Task to carry out: For the listing below, count the lines that contain "collar" and report only the number.

Data listing:
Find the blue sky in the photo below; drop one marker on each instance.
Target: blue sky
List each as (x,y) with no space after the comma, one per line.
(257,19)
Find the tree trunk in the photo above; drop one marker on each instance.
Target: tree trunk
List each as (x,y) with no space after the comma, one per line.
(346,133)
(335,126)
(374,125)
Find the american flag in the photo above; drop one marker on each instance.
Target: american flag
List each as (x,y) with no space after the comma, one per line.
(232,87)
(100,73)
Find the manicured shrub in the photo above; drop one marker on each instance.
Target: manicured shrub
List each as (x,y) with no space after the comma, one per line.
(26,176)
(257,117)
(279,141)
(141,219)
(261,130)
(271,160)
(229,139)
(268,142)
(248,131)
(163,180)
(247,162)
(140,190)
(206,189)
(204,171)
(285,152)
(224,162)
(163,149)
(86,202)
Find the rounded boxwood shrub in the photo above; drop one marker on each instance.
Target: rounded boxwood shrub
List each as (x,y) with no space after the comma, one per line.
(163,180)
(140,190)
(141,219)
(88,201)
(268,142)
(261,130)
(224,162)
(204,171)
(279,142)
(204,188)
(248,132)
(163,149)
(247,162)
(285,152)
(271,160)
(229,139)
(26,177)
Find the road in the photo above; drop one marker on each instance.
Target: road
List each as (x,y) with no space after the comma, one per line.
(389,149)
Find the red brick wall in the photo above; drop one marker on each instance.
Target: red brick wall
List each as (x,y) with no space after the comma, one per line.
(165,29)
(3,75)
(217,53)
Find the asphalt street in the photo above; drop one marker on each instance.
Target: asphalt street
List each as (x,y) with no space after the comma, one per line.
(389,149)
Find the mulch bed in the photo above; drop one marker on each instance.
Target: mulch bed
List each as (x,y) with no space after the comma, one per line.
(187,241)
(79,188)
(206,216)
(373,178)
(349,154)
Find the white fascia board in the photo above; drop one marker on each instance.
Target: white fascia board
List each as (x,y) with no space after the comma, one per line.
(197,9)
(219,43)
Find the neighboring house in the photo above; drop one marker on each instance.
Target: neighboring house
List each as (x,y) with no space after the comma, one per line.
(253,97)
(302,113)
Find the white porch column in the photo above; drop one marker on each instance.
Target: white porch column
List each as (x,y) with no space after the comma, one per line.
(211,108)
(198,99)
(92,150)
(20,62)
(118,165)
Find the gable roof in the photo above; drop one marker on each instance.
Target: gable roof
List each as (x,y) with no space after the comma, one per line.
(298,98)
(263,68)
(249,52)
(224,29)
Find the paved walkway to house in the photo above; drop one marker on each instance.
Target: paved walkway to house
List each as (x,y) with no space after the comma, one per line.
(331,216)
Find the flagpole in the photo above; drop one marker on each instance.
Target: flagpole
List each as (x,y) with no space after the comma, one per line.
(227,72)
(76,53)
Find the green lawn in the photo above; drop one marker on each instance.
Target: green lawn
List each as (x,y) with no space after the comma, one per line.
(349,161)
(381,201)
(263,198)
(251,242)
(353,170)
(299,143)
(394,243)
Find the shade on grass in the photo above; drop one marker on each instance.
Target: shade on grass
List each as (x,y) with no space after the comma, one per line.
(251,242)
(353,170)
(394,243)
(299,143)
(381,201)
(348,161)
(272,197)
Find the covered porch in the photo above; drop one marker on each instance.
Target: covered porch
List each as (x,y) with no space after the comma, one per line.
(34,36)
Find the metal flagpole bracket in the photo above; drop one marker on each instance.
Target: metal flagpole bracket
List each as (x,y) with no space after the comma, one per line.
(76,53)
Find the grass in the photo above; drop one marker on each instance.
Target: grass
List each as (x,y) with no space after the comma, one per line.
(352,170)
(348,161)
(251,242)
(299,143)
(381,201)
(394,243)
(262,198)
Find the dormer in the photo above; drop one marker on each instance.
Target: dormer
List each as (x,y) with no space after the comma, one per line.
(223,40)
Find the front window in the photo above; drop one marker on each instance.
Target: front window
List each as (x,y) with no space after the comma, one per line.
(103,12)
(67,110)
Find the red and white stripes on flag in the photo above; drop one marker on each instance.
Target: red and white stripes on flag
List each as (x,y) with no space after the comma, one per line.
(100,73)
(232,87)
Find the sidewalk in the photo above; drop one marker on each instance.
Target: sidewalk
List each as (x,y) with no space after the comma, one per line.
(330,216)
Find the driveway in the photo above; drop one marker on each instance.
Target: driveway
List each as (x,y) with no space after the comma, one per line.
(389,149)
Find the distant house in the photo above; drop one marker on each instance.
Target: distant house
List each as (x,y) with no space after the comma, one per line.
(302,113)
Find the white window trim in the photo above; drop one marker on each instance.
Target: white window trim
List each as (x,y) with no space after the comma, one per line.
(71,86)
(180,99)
---
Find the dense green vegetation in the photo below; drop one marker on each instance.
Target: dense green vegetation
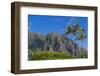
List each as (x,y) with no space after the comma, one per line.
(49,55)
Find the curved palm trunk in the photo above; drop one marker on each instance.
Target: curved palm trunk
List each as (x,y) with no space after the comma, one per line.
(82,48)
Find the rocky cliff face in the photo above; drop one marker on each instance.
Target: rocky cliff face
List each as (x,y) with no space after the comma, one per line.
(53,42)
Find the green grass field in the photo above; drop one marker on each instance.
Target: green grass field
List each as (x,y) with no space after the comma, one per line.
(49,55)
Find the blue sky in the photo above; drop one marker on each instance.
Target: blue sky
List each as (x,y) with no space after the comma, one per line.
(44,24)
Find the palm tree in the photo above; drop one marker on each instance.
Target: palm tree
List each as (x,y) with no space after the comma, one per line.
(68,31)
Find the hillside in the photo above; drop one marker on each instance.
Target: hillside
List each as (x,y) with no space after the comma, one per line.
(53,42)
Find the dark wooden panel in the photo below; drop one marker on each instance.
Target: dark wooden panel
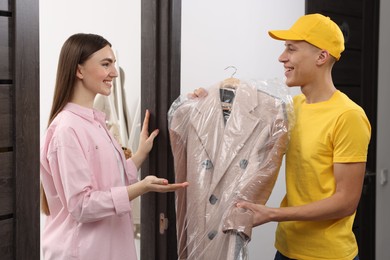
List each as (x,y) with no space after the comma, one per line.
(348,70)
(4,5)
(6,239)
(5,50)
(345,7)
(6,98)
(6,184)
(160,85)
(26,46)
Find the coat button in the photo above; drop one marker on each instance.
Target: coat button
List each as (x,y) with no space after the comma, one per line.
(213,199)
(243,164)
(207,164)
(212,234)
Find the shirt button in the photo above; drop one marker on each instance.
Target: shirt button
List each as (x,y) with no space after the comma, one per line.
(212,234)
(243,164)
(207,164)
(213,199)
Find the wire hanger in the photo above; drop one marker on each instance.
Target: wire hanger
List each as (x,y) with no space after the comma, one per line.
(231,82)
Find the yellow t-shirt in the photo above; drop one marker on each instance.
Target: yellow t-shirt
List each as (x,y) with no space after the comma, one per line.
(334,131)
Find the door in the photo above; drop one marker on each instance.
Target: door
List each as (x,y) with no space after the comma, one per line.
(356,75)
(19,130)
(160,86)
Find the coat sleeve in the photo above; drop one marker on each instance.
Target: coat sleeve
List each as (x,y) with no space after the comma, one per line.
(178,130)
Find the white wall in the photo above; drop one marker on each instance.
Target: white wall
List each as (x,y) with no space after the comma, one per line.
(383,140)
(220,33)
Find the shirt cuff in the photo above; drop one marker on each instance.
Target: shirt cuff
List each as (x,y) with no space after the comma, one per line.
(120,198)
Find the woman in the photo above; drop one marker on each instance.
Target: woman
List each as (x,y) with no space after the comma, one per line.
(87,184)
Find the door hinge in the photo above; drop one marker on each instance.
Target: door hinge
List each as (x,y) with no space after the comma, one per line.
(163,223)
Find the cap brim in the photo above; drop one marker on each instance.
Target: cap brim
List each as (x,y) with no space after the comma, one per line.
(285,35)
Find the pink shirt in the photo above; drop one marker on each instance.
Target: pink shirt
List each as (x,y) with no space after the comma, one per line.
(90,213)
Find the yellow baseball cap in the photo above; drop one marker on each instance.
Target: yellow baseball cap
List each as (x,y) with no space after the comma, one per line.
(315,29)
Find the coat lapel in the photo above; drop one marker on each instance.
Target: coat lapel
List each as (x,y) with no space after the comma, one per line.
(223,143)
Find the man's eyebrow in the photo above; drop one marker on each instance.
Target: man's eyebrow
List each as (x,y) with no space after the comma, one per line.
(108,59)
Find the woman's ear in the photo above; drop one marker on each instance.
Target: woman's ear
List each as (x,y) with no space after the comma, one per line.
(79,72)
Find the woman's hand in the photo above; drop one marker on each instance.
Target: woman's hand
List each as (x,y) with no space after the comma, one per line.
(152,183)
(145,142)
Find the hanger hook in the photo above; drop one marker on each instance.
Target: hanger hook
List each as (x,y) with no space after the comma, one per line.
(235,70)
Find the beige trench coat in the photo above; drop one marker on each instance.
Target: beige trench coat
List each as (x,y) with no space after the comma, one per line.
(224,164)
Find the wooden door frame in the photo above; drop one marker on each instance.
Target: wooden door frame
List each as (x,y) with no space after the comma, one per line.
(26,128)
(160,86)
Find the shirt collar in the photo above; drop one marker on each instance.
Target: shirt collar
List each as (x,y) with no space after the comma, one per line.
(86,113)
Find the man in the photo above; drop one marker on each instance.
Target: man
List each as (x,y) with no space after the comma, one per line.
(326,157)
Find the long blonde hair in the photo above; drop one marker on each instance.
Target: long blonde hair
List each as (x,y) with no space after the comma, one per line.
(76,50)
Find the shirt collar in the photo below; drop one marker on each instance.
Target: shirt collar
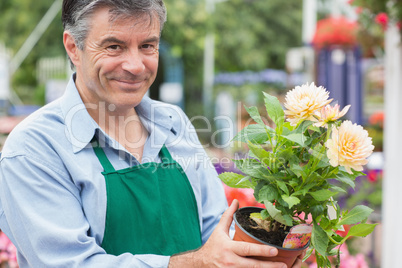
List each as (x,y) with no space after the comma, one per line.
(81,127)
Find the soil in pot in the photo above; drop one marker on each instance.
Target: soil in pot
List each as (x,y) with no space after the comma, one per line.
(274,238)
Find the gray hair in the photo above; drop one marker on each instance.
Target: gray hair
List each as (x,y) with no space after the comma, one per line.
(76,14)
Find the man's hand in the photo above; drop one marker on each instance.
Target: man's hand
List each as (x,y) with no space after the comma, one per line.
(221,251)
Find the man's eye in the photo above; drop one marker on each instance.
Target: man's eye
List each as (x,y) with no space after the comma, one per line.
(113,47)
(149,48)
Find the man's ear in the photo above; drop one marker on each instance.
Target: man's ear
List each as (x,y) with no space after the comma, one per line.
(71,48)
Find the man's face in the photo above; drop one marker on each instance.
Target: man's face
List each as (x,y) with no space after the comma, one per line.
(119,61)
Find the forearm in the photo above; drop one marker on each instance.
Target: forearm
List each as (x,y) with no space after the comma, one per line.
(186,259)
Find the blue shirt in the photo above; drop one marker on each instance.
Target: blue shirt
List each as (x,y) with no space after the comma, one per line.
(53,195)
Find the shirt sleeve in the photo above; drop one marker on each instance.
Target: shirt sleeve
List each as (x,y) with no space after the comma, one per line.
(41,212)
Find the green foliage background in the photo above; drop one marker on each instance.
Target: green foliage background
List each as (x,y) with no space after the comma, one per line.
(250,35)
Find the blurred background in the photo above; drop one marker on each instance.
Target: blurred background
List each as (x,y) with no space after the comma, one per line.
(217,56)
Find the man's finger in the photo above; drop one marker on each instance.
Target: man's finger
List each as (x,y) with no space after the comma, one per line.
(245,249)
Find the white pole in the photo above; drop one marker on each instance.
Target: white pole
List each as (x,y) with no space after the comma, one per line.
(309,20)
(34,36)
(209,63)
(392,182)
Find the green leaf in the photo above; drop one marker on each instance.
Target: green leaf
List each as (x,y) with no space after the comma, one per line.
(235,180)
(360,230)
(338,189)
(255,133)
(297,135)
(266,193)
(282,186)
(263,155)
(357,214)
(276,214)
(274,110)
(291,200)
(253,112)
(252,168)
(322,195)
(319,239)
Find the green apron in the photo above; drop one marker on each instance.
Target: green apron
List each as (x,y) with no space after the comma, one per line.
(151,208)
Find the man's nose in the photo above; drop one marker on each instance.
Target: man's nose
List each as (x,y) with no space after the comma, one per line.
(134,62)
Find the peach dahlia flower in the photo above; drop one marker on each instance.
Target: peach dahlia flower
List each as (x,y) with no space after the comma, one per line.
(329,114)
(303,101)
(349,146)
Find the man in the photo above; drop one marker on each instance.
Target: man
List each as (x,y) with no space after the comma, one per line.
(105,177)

Solution for this exercise: 4